**Problems**
a: Repeat the passage of the directors' report from "HUMAN RESOURCE &" up to and including "maintaining cordial relations.".
b: List every section heading in capital letters that appears in the directors' report.
c: Carry the directors' report forward from the point at which it stops.

**Page text**
All properties and insurable interests of the Company including Building and Plant & Machinery have been adequately insured.

HUMAN RESOURCE & INDUSTRIAL RELATIONS

Industrial relations were harmonious throughout the year. The Board wishes to place on record their sincere appreciation to the co-operation extended by all the employees in maintaining cordial relations.

CORPORATE GOVERNANCE AND MANAGEMENT DISCUSSION & ANALYSIS REPORTS

Pursuant to clause 49 of the Listing Agreement with the Stock Exchanges, a Management Discussion and Analysis Report, Corporate Governance Report and Auditors' Certificate regarding compliance of conditions of Corporate Governance are made a part of the Annual Report.

DIRECTORS' RESPONSIBILITIES STATEMENT

To the best of their knowledge and belief, your Directors make the following statements in terms of Section 134(3)(c) read with Section 134(5) of the Companies Act, 2013:

i) That in the preparation of the annual accounts for financial year ended 31st March, 2015; the applicable accounting standards have been followed along with proper explanation relating to material departures, if any;

ii) That the Directors have selected such accounting policies and applied them consistently and made judgments and estimates that are reasonable and prudent so as to give a true and fair view of the state of affairs of the Company at the end of financial year and of the profit and loss of the Company for that period;

iii) That the Directors have taken proper and sufficient care for the maintenance of adequate accounting records in accordance with the provisions of this Act for safeguarding the assets of the Company and for preventing and detecting fraud and other irregularities;

iv) That the Directors have prepared the annual accounts on a going concern basis;

v) That the Directors have laid down internal financial controls, which are adequate and are operating effectively;

vi) That the Directors have devised proper systems to ensure compliance with the provisions of all applicable laws and that such systems were adequate and operating effectively.

DIRECTORS AND KEY MANAGERIAL PERSONNEL

Mr. Sartajsing Chhabra, Director of the Company retires by rotation in accordance with the provisions of the Articles of Association of the Company and being eligible offer himself for re- appointment.

Items listed in a dataset
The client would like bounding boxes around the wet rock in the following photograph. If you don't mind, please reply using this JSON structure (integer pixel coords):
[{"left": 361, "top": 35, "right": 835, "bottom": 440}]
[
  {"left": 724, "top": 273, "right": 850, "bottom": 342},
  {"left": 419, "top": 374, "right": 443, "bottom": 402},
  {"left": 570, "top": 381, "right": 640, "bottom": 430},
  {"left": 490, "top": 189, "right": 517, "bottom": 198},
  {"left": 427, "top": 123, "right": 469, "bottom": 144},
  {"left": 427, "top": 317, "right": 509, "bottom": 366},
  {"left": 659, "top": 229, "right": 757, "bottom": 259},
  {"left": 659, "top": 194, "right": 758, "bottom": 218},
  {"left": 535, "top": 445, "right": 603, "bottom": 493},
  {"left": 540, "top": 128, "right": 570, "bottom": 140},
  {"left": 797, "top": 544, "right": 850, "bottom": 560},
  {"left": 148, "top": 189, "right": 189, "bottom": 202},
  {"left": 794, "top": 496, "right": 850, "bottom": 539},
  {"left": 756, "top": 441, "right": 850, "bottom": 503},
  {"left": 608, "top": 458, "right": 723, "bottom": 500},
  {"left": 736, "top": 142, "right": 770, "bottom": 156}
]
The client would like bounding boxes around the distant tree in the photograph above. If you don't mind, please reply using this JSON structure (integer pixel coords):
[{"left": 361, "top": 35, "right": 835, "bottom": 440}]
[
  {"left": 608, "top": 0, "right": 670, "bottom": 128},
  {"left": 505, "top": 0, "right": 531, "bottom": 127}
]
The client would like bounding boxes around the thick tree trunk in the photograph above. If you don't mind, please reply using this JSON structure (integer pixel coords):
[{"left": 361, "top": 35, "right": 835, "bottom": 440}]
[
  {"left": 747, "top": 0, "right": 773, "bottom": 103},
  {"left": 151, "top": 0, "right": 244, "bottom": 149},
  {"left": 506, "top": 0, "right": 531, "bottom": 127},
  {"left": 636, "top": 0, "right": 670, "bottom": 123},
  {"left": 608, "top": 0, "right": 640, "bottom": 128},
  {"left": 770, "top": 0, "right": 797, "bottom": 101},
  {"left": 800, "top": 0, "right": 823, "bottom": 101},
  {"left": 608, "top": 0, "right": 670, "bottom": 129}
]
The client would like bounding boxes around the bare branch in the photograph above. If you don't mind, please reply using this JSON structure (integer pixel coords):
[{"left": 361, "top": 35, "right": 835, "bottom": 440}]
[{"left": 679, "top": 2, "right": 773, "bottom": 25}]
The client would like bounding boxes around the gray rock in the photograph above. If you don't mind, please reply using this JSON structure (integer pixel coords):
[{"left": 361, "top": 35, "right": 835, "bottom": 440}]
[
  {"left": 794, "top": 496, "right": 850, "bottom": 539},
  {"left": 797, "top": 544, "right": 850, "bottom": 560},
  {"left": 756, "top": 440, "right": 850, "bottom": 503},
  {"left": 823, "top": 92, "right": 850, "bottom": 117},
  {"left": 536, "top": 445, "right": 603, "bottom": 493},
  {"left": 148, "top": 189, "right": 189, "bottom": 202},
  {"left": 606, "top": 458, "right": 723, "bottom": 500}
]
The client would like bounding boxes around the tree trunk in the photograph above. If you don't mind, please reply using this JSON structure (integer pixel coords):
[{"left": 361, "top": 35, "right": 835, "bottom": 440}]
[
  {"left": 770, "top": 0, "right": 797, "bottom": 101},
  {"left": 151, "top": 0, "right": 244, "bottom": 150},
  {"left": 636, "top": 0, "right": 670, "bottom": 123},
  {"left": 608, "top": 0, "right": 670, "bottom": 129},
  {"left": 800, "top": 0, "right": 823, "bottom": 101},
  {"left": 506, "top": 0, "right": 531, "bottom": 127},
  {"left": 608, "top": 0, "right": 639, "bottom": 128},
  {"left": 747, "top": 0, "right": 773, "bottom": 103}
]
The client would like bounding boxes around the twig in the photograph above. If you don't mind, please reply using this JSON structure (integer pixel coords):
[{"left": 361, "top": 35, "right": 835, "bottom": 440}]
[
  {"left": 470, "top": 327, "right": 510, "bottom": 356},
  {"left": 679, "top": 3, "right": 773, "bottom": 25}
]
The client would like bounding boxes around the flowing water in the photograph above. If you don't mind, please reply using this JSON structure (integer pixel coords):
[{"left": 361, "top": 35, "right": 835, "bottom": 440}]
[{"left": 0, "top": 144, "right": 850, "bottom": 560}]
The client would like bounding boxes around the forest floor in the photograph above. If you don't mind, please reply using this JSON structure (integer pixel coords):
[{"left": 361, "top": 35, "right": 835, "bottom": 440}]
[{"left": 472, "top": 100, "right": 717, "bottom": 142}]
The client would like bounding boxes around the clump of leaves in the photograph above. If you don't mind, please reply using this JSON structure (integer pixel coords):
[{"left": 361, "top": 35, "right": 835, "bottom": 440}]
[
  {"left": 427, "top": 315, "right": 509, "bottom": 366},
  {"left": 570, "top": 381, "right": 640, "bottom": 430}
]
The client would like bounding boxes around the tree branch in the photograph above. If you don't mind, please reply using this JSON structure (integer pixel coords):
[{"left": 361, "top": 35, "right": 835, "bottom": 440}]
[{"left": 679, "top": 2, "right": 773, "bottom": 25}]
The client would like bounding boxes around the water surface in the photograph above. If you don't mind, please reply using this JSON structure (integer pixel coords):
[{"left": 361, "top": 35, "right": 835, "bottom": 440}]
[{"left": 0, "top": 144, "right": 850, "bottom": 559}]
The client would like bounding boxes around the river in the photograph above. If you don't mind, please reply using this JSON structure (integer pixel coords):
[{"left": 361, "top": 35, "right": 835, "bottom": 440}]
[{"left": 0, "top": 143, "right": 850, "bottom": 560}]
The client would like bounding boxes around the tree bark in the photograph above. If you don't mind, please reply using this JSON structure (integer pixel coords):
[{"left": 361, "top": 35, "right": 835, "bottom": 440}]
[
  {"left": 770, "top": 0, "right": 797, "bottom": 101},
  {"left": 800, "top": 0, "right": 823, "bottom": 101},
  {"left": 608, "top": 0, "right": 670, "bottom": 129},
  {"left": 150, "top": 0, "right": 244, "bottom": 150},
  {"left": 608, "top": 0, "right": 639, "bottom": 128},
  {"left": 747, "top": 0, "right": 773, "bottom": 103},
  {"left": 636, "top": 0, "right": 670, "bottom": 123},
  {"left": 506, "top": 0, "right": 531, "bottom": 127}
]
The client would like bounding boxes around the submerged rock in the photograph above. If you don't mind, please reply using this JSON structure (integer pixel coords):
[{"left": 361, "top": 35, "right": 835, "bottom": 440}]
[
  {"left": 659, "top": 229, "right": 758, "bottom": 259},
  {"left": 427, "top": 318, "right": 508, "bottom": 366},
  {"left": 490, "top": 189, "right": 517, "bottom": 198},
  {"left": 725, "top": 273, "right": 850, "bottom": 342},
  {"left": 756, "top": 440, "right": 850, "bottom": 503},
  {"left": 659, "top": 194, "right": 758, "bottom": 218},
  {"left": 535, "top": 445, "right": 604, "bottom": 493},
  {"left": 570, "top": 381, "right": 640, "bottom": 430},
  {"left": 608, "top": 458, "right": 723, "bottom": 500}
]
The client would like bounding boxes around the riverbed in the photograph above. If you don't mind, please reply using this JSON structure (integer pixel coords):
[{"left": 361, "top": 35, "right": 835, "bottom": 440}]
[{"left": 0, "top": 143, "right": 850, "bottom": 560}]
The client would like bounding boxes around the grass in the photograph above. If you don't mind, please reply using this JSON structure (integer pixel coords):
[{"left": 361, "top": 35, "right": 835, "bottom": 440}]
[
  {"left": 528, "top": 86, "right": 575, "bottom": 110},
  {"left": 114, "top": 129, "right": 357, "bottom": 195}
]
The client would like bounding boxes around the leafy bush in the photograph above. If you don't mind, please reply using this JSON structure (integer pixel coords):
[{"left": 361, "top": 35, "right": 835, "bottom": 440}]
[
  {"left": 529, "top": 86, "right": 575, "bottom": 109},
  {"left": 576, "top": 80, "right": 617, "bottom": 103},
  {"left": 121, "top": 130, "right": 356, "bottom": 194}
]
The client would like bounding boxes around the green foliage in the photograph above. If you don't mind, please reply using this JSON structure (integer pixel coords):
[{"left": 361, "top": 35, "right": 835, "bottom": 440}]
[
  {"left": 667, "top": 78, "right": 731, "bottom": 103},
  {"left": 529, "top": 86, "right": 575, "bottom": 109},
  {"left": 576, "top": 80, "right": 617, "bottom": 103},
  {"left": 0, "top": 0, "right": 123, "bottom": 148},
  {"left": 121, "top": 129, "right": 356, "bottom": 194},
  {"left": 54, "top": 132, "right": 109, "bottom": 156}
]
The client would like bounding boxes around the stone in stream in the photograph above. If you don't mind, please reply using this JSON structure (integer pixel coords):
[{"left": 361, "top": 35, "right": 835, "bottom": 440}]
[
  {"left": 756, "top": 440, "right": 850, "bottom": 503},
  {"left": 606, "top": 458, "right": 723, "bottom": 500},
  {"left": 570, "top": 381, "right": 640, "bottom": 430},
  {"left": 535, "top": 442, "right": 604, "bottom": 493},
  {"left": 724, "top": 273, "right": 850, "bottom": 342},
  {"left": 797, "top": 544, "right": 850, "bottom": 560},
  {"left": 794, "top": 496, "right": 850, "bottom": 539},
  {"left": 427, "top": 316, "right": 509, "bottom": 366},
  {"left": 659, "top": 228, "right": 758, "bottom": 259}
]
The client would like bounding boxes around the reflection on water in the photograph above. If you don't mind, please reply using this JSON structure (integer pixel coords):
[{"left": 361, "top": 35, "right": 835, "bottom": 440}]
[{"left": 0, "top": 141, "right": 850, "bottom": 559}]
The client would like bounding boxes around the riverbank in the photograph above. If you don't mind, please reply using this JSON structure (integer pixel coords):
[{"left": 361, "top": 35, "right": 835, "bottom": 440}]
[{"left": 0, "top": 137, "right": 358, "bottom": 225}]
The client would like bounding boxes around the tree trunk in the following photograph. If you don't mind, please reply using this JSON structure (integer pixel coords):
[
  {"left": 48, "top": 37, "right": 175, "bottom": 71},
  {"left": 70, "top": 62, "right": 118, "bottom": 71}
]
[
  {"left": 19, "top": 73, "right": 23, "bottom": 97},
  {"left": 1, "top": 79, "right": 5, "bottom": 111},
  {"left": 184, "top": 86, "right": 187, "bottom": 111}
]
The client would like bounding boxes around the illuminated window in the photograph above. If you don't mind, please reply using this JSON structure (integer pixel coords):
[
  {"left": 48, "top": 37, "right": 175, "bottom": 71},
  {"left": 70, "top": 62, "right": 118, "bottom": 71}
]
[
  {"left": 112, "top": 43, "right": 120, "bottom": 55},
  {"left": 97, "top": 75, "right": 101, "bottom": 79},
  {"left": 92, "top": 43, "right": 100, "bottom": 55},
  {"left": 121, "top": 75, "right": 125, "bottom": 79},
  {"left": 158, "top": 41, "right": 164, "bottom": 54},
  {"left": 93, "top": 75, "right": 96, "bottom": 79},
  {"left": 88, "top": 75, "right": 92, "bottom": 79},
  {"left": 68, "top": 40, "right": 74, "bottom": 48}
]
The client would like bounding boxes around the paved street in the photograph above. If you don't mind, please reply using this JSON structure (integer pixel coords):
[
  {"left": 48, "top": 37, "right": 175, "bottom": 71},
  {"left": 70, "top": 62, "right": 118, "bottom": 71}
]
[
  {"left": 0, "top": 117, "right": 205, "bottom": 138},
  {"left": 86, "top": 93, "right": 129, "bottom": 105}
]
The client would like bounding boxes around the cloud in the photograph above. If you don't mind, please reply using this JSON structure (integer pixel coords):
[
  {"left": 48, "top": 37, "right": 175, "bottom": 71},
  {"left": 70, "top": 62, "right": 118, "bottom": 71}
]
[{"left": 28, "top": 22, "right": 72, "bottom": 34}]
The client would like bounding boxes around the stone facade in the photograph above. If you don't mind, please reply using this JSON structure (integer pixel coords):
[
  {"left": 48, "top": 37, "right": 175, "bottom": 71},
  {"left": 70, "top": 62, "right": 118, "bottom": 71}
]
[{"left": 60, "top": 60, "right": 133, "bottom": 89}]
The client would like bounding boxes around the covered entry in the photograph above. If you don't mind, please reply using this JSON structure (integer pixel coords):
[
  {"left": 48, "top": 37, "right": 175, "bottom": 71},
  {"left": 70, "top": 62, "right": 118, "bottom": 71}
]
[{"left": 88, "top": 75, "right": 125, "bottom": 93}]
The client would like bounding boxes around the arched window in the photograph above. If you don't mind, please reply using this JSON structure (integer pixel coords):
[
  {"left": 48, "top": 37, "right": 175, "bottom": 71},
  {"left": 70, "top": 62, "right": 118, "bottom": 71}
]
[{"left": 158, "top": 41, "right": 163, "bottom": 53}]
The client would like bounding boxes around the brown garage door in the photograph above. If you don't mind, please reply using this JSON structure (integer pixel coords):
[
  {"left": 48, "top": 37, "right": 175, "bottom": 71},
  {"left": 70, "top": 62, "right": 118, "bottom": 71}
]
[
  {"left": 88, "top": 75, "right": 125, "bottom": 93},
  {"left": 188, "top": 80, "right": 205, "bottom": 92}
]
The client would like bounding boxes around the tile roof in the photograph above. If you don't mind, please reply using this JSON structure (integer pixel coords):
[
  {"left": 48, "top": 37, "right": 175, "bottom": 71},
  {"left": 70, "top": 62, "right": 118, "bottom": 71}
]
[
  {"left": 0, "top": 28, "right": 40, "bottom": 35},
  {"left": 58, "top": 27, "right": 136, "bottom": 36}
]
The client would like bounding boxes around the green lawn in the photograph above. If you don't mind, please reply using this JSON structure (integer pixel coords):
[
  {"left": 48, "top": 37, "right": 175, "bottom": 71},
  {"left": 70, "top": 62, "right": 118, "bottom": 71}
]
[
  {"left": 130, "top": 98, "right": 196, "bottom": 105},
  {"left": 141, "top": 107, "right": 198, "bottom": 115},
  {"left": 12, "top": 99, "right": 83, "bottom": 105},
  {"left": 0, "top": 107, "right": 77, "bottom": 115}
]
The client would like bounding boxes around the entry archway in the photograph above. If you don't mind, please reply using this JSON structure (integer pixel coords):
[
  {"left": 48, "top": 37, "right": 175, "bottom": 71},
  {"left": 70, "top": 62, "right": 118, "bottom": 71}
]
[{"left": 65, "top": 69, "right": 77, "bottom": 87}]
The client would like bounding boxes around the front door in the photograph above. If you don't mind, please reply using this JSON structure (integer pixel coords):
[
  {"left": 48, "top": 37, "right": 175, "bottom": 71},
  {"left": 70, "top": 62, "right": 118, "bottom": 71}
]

**Task results**
a:
HUMAN RESOURCE & INDUSTRIAL RELATIONS

Industrial relations were harmonious throughout the year. The Board wishes to place on record their sincere appreciation to the co-operation extended by all the employees in maintaining cordial relations.

b:
HUMAN RESOURCE & INDUSTRIAL RELATIONS
CORPORATE GOVERNANCE AND MANAGEMENT DISCUSSION & ANALYSIS REPORTS
DIRECTORS' RESPONSIBILITIES STATEMENT
DIRECTORS AND KEY MANAGERIAL PERSONNEL

c:
Mr. Virendra Kumar Gupta has been ceased from the Directorship of the Company due to sad demise on 22.05.2014. The Board appreciates the services rendered by him during his association with your Company.

Mrs. Deepika Arora was appointed as an Additional Director by the Board of the Company with effect from 16th March, 2015 and holds office upto the date of this Annual General Meeting. Your Company has received a notice in writing proposing her candidature for the office of Director of the Company liable to retire by rotation.

During the year under review, the members approved the appointments of Mr. Udesh Dassani and Mr. Vijay Rathi, as Independent Directors who are not liable to retire by rotation and Mr. Yogender Mohan Sharma as a Whole-time Director of the Company.

The Board designated Mr. Amit Jain, Company Secretary as Key Managerial Personnel of the Company and appointed Mr. Vijay Agrawal as Chief Financial Officer (CFO) and Key Managerial Personnel of the Company w.e.f. 01.07.2014 under Section 203 of the Companies Act, 2013 and rules made thereunder. Mr. Vijay Agrawal has resigned from the post of CFO w.e.f. 01.03.2015 due to his pre-occupations and Mr. Kailash Kumar Agarwal has been appointed by the Board as Chief Financial Officer (CFO) and Key Managerial Personnel of the Company w.e.f. 11.04.2015.

During the year, declarations received from the Directors of the Company pursuant to Section 164 of the Companies Act, 2013. Board appraised the same and found that none of the directors is disqualified holding office as director.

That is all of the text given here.